Return only the lines starting at the line that contains "Locate the black wristband" and ending with the final line of the listing; include both endpoints.
--- START The data ---
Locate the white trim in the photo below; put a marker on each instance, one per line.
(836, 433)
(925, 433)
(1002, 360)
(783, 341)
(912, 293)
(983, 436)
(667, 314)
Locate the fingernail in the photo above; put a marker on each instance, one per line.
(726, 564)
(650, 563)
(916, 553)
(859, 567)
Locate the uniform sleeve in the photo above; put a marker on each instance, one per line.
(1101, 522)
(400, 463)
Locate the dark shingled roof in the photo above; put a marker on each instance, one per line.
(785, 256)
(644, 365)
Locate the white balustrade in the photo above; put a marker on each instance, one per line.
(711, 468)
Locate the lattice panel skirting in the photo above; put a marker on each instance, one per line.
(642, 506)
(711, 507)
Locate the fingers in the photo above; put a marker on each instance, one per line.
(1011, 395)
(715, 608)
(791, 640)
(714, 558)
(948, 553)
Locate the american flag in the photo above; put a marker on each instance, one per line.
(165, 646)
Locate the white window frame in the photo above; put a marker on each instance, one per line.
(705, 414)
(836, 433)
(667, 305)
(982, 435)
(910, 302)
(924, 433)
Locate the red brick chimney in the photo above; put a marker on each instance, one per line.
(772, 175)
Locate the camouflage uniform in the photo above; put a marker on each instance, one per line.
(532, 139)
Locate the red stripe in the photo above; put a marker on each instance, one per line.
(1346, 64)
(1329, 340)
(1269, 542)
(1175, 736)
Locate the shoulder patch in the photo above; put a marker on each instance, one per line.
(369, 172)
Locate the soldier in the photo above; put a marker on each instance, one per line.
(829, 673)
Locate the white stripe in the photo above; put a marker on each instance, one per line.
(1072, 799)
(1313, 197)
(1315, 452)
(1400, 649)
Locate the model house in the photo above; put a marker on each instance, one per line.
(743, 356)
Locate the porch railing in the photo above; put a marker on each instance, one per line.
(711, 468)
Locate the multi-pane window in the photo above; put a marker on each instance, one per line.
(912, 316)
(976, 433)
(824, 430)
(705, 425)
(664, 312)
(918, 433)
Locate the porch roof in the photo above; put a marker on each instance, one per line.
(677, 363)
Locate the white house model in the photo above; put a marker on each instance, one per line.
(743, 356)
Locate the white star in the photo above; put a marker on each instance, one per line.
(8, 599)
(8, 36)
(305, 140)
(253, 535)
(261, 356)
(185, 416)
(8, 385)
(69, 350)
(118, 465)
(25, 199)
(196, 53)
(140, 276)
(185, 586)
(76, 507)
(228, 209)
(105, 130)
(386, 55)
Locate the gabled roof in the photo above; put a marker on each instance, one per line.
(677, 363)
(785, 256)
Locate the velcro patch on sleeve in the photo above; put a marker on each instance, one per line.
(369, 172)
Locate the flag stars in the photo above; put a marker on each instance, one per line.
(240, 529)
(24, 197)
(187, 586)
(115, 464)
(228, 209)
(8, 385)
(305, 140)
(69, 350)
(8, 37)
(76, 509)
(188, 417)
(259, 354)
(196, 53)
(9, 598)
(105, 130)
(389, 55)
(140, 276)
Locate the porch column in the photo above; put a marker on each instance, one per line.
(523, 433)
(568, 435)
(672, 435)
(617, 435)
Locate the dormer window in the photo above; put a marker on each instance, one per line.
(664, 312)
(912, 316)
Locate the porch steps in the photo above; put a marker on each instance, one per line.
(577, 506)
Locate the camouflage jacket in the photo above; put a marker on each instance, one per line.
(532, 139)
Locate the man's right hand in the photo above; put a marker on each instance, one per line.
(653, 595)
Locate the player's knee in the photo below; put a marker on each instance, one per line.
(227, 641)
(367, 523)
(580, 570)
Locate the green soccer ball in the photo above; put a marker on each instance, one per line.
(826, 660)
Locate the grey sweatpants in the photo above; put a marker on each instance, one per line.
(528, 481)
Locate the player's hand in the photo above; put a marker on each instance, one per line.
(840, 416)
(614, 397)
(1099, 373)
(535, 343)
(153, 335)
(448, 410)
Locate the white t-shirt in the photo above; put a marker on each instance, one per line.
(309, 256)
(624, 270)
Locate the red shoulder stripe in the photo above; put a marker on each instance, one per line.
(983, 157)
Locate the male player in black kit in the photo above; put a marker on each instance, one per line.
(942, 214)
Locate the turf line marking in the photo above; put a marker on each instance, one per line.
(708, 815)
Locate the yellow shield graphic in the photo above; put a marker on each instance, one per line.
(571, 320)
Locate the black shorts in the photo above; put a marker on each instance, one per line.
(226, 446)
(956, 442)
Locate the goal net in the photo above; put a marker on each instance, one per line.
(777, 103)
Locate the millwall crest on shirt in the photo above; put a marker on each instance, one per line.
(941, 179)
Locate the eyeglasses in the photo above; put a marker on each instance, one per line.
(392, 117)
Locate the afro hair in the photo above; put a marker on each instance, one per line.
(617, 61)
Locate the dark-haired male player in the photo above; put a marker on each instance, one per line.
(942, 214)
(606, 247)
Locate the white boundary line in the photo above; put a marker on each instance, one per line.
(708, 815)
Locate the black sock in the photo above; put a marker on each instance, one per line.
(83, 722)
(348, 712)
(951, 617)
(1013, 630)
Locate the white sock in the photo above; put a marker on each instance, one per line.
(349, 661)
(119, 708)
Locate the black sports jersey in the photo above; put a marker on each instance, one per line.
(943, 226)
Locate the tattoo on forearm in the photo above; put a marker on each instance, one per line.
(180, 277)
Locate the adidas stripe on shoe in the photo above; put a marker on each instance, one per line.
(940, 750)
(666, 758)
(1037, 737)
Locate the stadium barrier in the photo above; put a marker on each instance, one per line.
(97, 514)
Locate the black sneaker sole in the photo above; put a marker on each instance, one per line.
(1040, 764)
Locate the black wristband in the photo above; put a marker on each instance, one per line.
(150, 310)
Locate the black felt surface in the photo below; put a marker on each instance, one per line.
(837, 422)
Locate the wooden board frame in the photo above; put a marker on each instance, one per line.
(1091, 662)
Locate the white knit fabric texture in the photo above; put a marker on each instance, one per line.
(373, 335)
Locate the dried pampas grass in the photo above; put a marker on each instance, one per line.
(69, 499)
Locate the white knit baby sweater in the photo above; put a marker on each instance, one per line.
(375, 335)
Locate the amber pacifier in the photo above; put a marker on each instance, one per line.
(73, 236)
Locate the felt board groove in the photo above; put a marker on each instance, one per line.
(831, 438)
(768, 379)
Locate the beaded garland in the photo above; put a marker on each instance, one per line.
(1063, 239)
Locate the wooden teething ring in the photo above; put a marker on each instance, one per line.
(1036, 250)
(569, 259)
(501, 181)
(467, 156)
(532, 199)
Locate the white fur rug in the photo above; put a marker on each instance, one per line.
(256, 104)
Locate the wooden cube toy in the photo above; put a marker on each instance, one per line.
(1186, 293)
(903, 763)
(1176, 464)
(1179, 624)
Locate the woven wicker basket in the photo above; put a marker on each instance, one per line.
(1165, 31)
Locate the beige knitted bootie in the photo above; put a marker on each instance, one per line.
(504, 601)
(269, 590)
--- END The data ---
■ **Written solution**
Locate the black wristband in the photo above; put a marker on each instance, one per line.
(150, 310)
Locate the black felt surface in the photo below; put a marker on each instance, one per line.
(837, 422)
Locate the wooden board frame in the photo above; put a marker on each instance, one per line.
(1091, 662)
Locate the white knit fabric texture in the photo above; put a marker on each instance, one per line.
(373, 335)
Locate the dried pampas grass in the photo above; put a marker on each instance, one per line.
(69, 499)
Locate the white knit baby sweater in the photo above; put a marker on each instance, one per line.
(375, 335)
Locate the amber pacifier in the photo above; put a marker on each instance, one per line.
(73, 236)
Locate the felt board groove in the photo above; put a marker on each instance, one per line.
(831, 438)
(768, 379)
Locate the beaded garland in the photo above; put a marker on each instance, one per line.
(1063, 239)
Locate the wooden teething ring in the photo above; put a marker on each instance, one per line.
(1036, 250)
(569, 259)
(501, 181)
(467, 156)
(532, 199)
Locate the white fur rug in the photo above; put a marker on each instance, one per line.
(256, 104)
Locate the wooden cube toy in the photo above; put a marker on each instance, one per line.
(1186, 293)
(903, 763)
(1176, 464)
(1179, 624)
Locate the woven wicker basket in the photo above; put a marker on each instance, one per line.
(1165, 31)
Locate the beige knitted bootie in the photo above; put a marker on each instance, one per line.
(504, 601)
(269, 590)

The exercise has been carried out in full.